• _Direction_: State how many lines below contain the string "woodpecker", matching capitalization exactly. Reply with the number alone.
::: Dataset entries :::
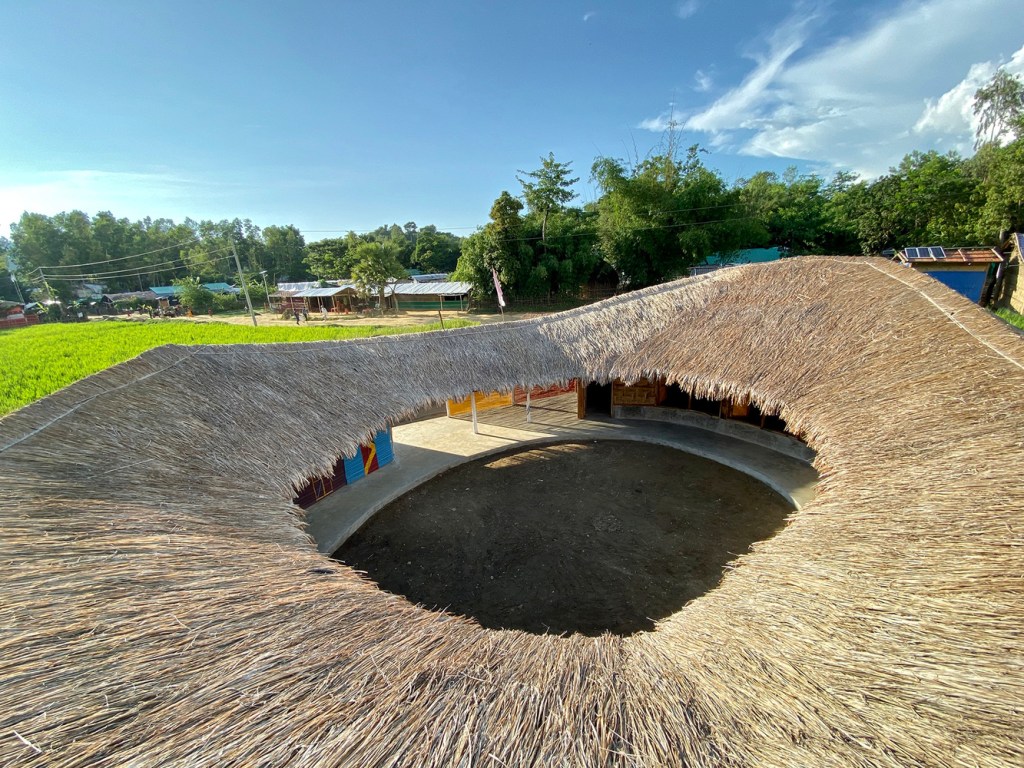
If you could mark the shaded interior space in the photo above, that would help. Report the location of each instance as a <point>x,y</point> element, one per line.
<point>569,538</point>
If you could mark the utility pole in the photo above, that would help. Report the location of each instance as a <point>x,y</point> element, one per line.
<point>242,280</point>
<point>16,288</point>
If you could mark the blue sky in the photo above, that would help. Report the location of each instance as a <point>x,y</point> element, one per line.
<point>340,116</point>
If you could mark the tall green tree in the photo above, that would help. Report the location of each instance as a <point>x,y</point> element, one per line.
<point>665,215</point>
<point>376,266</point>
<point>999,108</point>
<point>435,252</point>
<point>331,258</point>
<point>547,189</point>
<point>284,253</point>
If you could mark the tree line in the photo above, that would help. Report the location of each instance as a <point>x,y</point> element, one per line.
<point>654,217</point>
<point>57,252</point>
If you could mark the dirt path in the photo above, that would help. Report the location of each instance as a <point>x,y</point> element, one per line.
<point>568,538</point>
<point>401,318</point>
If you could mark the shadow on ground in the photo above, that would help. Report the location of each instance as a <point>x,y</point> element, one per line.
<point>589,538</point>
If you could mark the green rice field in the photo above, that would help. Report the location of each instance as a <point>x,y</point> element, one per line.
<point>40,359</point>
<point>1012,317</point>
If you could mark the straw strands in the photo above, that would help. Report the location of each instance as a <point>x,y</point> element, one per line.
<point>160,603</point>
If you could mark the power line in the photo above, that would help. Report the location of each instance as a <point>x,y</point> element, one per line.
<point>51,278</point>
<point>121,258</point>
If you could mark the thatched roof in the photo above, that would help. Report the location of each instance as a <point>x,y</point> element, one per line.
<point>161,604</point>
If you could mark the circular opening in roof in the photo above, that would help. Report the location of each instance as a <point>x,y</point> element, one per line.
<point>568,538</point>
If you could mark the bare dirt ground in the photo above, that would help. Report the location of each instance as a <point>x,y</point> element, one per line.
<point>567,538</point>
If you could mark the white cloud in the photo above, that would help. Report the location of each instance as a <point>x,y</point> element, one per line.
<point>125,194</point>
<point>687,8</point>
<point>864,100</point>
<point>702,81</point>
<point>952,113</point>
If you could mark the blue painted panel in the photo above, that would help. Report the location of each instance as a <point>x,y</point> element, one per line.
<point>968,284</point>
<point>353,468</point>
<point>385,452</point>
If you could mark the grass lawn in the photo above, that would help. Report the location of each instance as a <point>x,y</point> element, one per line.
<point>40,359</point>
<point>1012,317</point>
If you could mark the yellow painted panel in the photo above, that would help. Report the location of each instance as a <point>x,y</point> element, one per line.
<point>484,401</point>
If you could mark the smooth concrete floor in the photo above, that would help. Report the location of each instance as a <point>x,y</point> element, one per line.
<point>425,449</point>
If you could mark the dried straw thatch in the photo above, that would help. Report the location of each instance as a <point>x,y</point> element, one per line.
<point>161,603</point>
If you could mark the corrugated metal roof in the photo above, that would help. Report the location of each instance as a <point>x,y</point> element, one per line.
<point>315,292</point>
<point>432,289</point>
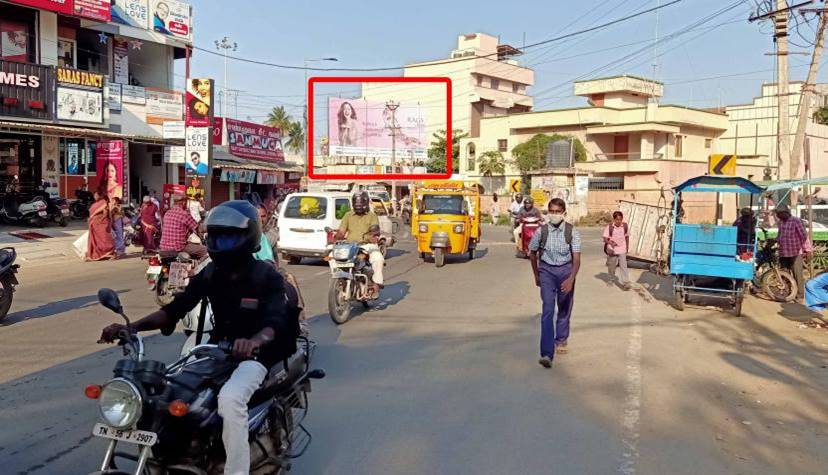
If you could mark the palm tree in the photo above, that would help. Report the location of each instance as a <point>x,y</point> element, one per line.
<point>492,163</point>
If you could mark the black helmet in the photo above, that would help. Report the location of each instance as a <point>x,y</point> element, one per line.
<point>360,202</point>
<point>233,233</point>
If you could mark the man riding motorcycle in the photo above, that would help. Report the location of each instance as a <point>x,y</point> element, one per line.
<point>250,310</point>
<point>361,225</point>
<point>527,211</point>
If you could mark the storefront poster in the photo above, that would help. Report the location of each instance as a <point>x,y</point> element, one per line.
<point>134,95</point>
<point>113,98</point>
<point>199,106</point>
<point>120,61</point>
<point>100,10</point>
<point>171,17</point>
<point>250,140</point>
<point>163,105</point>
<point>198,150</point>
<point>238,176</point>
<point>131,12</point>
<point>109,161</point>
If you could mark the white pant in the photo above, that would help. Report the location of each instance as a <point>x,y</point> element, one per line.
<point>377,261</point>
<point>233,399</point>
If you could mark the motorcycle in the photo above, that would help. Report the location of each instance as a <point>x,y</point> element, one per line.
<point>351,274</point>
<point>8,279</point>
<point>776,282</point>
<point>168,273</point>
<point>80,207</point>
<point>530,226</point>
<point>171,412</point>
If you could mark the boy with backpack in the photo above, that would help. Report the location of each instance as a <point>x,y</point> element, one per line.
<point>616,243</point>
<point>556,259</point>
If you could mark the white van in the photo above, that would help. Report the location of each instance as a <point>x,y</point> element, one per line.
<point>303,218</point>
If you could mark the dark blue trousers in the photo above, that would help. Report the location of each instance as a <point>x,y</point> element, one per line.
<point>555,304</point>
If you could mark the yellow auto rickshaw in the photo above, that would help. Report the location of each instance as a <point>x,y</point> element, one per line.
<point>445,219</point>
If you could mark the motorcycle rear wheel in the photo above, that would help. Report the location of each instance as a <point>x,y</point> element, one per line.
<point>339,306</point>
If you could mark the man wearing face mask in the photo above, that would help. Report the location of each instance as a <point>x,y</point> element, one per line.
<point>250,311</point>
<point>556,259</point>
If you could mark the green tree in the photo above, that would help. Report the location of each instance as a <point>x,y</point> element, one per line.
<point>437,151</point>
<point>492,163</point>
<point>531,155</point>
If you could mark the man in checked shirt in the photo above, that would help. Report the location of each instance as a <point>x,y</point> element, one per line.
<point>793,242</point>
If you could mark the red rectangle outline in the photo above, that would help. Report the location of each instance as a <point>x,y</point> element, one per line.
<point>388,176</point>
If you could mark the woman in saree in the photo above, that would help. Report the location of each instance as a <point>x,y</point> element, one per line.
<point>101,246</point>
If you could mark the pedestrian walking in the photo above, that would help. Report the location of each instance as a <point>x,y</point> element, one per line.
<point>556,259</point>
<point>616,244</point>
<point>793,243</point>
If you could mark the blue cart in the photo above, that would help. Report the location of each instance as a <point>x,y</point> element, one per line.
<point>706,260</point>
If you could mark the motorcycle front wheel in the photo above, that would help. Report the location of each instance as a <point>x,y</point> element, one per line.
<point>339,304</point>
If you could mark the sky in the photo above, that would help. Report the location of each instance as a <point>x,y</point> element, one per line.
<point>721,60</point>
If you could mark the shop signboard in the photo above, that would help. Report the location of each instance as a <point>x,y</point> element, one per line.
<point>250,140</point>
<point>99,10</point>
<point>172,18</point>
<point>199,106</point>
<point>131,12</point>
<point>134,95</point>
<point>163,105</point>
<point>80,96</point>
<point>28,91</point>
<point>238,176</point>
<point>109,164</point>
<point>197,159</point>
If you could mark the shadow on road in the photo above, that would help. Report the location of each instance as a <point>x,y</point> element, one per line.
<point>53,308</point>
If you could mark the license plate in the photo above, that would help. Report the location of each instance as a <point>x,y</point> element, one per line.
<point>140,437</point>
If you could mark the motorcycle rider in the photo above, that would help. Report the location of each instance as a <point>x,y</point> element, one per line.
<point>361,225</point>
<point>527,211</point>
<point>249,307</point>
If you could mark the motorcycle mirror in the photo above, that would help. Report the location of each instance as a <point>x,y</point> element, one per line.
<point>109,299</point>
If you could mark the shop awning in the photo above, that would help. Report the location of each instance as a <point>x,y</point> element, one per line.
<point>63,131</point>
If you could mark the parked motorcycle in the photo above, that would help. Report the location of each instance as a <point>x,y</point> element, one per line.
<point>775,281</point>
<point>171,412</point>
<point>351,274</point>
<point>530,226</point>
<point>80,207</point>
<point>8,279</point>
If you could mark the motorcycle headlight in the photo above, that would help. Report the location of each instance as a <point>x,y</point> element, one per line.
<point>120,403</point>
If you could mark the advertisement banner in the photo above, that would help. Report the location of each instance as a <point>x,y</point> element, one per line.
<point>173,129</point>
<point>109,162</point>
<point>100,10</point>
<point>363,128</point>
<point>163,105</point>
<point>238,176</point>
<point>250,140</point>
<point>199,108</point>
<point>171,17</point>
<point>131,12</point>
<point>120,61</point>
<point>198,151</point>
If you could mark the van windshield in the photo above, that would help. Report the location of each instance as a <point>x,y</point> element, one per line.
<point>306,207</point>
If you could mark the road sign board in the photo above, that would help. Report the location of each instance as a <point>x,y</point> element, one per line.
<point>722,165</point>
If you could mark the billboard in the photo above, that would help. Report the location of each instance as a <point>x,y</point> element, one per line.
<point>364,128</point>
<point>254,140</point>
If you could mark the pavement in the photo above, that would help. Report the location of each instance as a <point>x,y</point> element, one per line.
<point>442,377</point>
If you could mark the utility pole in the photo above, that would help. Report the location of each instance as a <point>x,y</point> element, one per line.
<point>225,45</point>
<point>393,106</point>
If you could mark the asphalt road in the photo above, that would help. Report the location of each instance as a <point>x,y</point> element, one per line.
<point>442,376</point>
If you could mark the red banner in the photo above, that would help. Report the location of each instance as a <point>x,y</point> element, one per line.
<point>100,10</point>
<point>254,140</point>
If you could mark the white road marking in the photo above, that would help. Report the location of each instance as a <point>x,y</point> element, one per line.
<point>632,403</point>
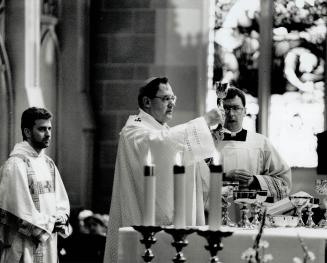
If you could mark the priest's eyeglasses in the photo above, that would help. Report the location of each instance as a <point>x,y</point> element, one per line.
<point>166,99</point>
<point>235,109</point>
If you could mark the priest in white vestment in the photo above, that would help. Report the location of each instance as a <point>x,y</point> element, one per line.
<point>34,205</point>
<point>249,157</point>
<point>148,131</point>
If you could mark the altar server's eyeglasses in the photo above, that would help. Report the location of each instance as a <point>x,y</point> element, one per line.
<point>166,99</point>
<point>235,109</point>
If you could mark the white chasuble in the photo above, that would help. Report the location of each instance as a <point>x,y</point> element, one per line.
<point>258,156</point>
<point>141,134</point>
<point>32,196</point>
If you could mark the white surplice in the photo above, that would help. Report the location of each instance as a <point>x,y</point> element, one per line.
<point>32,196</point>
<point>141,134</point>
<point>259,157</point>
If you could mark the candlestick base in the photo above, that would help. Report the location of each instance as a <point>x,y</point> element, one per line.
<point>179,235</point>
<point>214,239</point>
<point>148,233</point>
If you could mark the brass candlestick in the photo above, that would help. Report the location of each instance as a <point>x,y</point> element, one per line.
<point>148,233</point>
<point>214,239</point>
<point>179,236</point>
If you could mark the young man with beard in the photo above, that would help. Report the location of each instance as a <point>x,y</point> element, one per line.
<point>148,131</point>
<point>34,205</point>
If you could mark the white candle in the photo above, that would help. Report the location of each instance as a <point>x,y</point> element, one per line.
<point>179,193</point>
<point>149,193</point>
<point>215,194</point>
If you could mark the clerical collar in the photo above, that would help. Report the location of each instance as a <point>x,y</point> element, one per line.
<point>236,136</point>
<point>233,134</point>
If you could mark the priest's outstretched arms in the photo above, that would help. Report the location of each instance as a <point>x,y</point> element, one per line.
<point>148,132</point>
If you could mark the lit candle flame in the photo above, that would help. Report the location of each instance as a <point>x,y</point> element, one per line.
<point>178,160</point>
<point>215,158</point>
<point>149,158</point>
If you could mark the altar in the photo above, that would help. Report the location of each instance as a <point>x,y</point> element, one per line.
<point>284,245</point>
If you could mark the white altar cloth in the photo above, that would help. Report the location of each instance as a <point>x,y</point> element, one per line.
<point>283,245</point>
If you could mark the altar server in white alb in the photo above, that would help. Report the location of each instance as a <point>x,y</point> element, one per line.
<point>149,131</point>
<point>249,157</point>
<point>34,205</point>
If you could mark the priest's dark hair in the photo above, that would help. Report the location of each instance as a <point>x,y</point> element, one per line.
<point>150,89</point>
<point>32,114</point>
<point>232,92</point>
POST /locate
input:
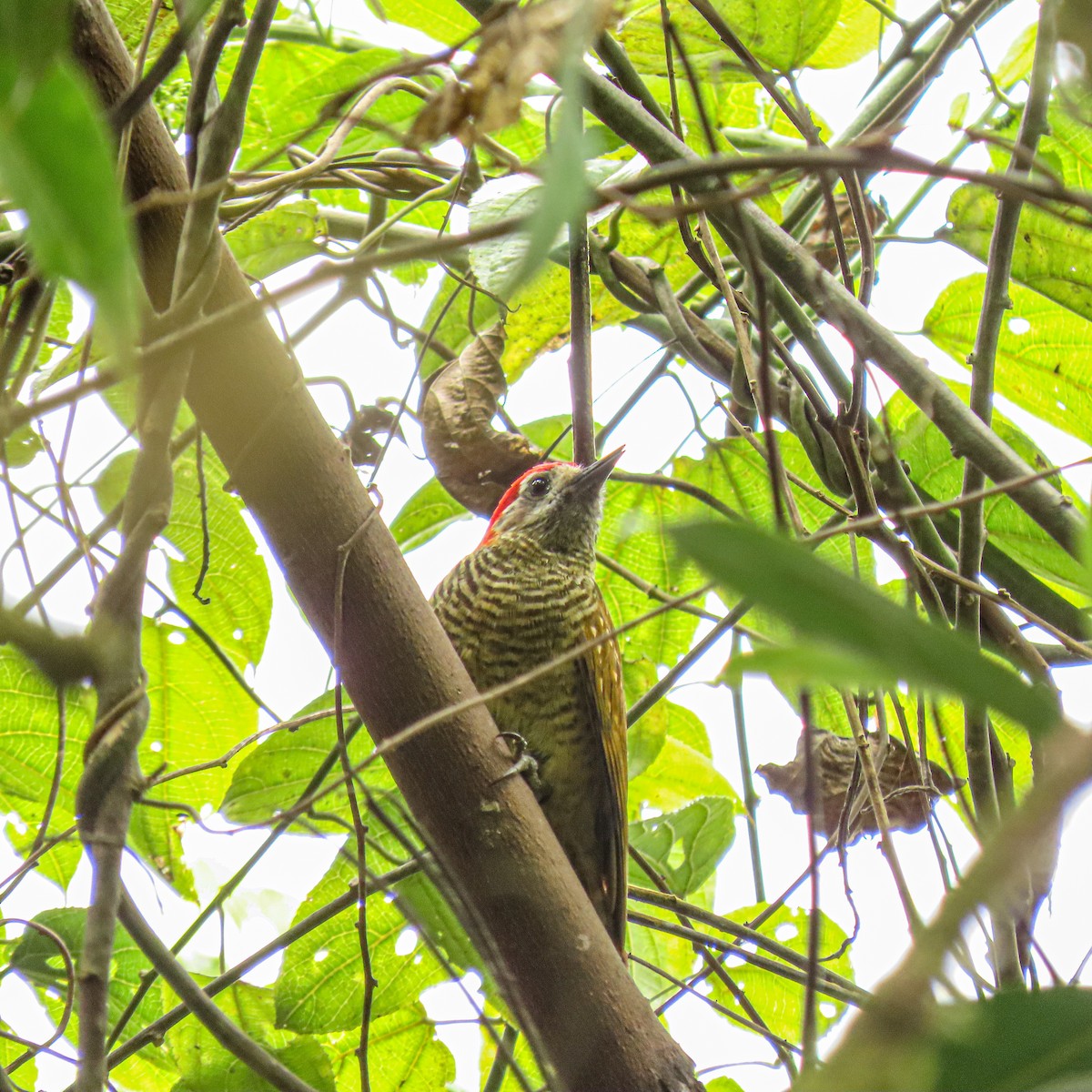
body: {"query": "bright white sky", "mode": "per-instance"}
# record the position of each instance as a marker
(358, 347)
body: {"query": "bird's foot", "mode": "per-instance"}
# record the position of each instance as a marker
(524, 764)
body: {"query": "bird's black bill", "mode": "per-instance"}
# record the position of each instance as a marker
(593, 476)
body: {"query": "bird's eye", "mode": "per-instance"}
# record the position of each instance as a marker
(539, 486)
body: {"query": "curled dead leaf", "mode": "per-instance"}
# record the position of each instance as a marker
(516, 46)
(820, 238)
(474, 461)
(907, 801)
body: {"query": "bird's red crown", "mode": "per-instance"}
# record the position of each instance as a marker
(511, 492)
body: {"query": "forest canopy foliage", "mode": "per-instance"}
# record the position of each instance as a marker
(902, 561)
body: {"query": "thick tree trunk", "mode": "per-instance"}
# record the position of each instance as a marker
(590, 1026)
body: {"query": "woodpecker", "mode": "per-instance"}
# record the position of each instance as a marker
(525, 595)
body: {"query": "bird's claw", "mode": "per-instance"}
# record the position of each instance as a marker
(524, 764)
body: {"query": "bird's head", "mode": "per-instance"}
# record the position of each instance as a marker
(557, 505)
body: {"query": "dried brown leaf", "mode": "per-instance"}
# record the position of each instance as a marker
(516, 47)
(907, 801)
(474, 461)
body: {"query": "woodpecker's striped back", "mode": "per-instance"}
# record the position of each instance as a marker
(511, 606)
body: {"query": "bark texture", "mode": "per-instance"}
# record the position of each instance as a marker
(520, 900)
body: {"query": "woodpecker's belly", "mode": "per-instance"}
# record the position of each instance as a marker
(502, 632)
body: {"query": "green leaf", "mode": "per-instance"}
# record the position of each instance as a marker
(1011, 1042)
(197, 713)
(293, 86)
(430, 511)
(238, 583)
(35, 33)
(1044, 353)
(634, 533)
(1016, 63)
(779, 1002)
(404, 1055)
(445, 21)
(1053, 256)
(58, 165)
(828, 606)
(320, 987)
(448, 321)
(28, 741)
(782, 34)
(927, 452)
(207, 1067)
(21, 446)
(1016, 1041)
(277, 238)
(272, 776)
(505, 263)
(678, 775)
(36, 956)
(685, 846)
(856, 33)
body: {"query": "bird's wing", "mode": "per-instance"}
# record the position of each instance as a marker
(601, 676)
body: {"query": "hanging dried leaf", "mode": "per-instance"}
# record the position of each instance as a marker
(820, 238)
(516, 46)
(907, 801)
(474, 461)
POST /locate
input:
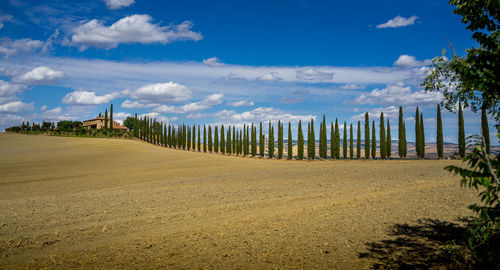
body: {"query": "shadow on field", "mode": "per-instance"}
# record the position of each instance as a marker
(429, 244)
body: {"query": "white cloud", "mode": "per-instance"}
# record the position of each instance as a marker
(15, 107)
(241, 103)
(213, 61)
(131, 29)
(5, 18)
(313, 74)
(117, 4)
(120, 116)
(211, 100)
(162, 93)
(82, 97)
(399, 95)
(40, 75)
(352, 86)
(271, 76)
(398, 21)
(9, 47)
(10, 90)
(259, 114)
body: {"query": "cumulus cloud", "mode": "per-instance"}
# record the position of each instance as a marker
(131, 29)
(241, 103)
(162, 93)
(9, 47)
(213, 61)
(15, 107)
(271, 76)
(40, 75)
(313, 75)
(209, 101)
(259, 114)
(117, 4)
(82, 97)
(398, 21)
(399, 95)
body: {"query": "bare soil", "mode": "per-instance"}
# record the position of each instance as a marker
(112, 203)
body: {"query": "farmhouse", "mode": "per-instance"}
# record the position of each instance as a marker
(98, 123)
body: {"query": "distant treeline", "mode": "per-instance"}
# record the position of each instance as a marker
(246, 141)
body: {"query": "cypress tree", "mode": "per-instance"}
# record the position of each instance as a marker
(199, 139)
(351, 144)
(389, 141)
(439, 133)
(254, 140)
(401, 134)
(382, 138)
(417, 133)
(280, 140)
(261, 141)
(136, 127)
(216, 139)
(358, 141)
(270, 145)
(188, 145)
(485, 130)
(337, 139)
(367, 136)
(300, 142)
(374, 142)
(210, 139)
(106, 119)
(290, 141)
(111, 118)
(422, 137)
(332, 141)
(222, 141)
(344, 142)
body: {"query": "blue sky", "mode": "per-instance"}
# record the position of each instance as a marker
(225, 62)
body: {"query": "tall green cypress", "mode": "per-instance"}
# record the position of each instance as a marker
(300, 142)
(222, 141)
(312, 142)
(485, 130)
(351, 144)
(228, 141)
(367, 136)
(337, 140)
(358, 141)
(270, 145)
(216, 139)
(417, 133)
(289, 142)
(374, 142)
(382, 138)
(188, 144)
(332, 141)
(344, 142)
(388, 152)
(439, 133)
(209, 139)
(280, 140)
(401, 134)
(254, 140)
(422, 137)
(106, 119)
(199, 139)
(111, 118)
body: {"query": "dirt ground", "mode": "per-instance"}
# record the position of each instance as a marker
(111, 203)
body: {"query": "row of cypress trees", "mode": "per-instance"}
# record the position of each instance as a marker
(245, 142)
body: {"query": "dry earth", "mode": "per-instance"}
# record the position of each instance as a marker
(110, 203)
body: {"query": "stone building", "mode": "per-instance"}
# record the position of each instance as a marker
:::
• _Complete response_: 3